--- DOCUMENT EXTRACT ---

Every file system object is one of the following:
- File: an executable flag, and arbitrary data for contents
- Directory: mapping of names to child file system objects
- [Symbolic link][symlink]: may point anywhere.
We call a store object's outermost file system object the *root*.
data FileSystemObject
= File { isExecutable :: Bool, contents :: Bytes }
| Directory { entries :: Map FileName FileSystemObject }
| SymLink { target :: Path }
Examples:
- a directory with contents
/nix/store/<hash>-hello-2.10
├── bin
│   └── hello
└── share
├── info
│   └── hello.info
└── man
└── man1
└── hello.1.gz
- a directory with relative symlink and other contents
/nix/store/<hash>-go-1.16.9
├── bin -> share/go/bin
├── nix-support/
└── share/
- a directory with absolute symlink
/nix/store/d3k...-nodejs
└── nix_node -> /nix/store/f20...-nodejs-10.24.
A bare file or symlink can be a root file system object.

--- SUPPLIED DATA ---

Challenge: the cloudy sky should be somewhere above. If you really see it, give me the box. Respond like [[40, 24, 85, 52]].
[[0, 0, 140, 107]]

---

▶ [STATED GOAL 1]:
According to the file system object text, what is a store object's outermost file system object called?
▶ [STATED GOAL 2]:
Replace "outermost" with "top-level" in the file system object text, then write out the passage starting at "Every file system" and ending at "object the *root*.".

▶ [TASK OUTPUT 1]:
It is called the root.

▶ [TASK OUTPUT 2]:
Every file system object is one of the following:
- File: an executable flag, and arbitrary data for contents
- Directory: mapping of names to child file system objects
- [Symbolic link][symlink]: may point anywhere.
We call a store object's top-level file system object the *root*.